Document extract:
──────────────────────────────

# Cheap racer



## Spoons47 (10 Aug 2018)

Hello all.
my 14 year old son will be undertaking a school project for his Engineering class. So he is looking for a road/racer cycle that he can restore or upgrade components etc. His budget is approx £50 although I could help him a bit if a bargain was to be had. Don't mind travelling a few miles to collect.
Thank you in Advance
Cheers

Simon


----------



## Cycleops (10 Aug 2018)

Be useful if you told us where you're located spoons. Maybe @biggs682 has something in his stable although carriage might kill it.


----------



## biggs682 (10 Aug 2018)

thanks @Cycleops 

@Spoons47 what or how much of a project does your son want ?
ie just a frame and build up or a complete bike to get going again ?
is he going to ride it if so how tall and or what frame size does he want
and your location , i an in Wellingborough nn8 postcode


----------



## Spoons47 (10 Aug 2018)

thanks for your reply.
Ideally he is looking for a complete bike, to get going. He will be riding it as he is in charge of the project and will be financing it. Im in Crawley West Sussex but have a annual gold card so can get cheap train tickets


----------



## Spoons47 (10 Aug 2018)

I've now added my location to the profile, I thought I had already done it.


----------



## twentysix by twentyfive (10 Aug 2018)

Try your local Freegle https://www.ilovefreegle.org/


----------



## Cycleops (10 Aug 2018)

How about these, not too far from you:
https://www.gumtree.com/p/for-sale/...ge-bike-frame-needs-some-attention/1309284539

https://www.gumtree.com/p/for-sale/claud-butler-racing-bicycle-to-restore/1308912827
Should be okay for someone with about a 32" inseam.


----------



## Spoons47 (10 Aug 2018)

thanks cyclops just slightly too big, I've been all over gumtree but will keep looking


----------



## biggs682 (10 Aug 2018)

@Spoons47 how about this 



biggs682 said:


> Just back from picking this very original Dawes Debonair up.
> 
> View attachment 417727
> 
> ...


----------



## Spoons47 (10 Aug 2018)

thanks ill pass it on


----------



## biggs682 (11 Aug 2018)

Spoons47 said:


> thanks ill pass it on


Might give your son an idea what is out there .


----------



## walkman-man (12 Aug 2018)

If you're able to get up to north London, I have an old Elswick frame in around this size. I also have suitable parts to build it up with, but this might too much of a project than he'd wish to tackle?


----------



## WHT (12 Aug 2018)

Spoons47 said:


> Hello all.

──────────────────────────────

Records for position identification
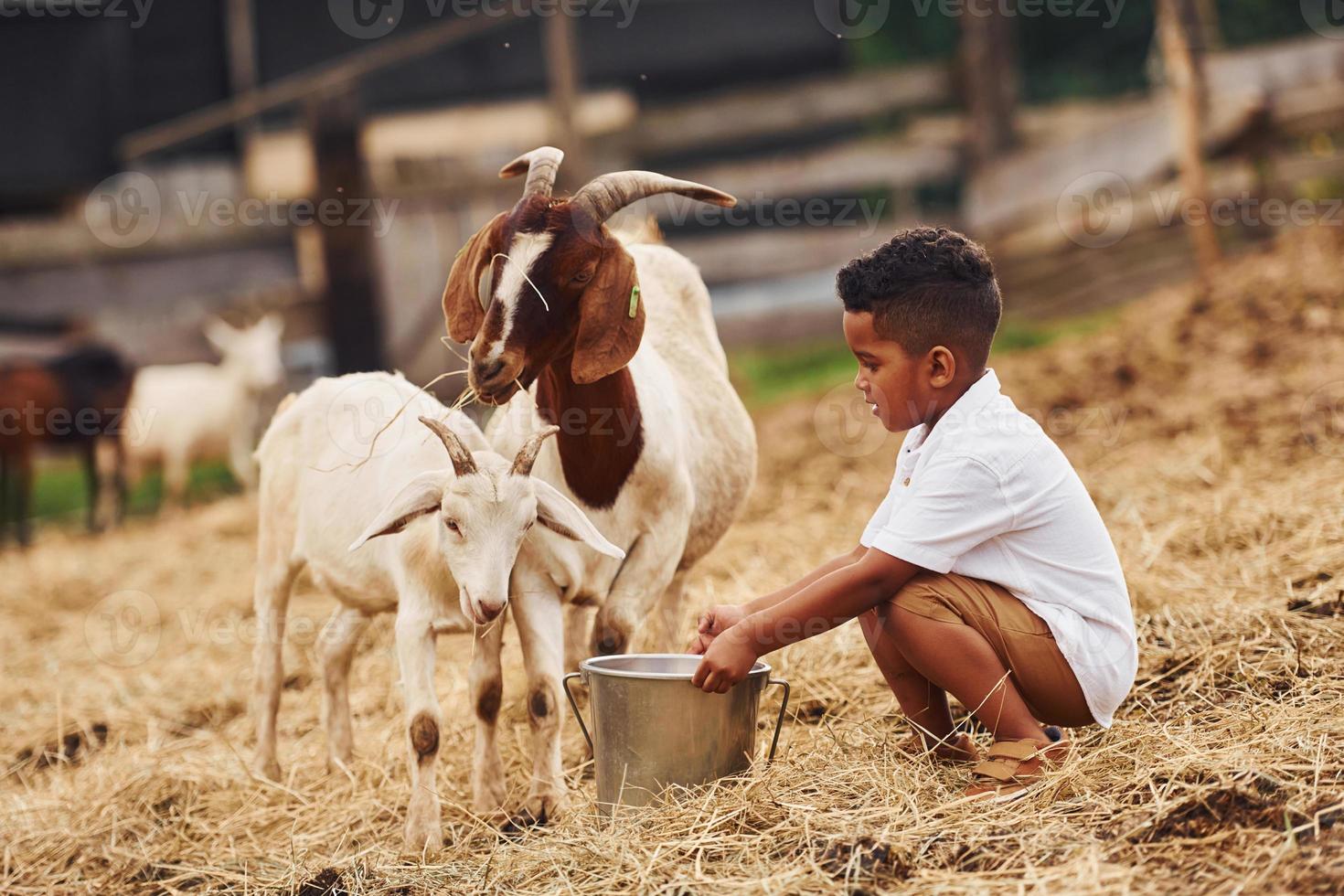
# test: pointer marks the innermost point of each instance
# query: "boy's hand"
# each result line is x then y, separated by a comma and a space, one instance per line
726, 663
712, 624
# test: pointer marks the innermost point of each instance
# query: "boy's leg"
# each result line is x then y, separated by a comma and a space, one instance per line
976, 641
923, 703
961, 661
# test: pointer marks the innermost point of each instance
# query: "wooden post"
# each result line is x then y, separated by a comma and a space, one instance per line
242, 65
562, 76
988, 80
1184, 78
354, 321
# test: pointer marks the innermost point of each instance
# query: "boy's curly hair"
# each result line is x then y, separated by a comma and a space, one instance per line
926, 286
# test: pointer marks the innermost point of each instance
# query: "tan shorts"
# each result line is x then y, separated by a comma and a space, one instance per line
1019, 637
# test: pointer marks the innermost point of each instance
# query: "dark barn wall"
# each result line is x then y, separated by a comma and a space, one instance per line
77, 85
80, 83
679, 45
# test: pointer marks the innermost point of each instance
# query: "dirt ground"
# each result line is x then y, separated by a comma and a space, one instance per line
1210, 430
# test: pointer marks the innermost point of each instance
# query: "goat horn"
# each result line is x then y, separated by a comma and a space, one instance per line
463, 460
542, 165
527, 454
609, 194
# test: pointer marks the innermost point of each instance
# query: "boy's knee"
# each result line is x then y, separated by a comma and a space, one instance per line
920, 601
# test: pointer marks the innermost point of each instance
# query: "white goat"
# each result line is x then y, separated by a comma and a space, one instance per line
617, 346
328, 468
186, 412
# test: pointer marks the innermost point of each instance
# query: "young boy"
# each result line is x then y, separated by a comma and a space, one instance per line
987, 571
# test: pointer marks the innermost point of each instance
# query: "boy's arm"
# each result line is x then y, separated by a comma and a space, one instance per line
820, 606
723, 617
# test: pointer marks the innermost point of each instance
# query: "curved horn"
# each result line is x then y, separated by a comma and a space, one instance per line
542, 165
527, 454
609, 194
463, 460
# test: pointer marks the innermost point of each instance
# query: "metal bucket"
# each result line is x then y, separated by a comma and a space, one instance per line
652, 729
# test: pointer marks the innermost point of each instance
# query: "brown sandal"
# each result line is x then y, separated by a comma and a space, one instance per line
1014, 767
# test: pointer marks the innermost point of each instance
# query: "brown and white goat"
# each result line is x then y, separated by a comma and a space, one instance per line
615, 346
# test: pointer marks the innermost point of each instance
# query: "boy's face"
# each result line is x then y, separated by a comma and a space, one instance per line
890, 380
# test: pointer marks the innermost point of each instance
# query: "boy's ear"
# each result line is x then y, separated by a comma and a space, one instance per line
943, 366
611, 317
464, 306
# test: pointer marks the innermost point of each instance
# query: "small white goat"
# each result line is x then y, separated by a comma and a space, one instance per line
329, 461
185, 412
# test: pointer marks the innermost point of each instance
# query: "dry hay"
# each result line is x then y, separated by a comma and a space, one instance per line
1221, 773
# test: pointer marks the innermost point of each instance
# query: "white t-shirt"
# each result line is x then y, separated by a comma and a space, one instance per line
987, 495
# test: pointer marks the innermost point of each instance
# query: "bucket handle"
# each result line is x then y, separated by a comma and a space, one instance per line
575, 706
778, 721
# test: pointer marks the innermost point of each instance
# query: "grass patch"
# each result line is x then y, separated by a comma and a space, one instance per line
60, 492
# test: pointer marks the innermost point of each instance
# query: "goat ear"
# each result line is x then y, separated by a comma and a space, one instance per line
220, 335
558, 513
422, 495
611, 317
464, 308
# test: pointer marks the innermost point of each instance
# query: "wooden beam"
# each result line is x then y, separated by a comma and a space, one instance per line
562, 76
1184, 76
354, 318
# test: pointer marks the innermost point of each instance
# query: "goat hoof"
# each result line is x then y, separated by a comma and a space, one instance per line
537, 813
423, 841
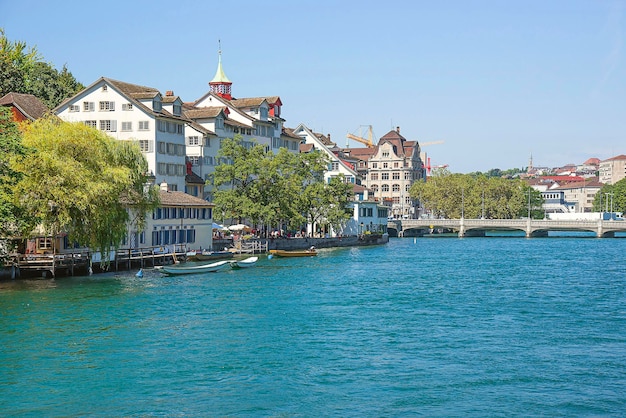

──────────────────────────────

Challenge: Please copy, word for word, the part of the cheap racer thread from "Ideally he is" up to and including "already done it.".

Exercise solution:
Ideally he is looking for a complete bike, to get going. He will be riding it as he is in charge of the project and will be financing it. Im in Crawley West Sussex but have a annual gold card so can get cheap train tickets


----------



## Spoons47 (10 Aug 2018)

I've now added my location to the profile, I thought I had already done it.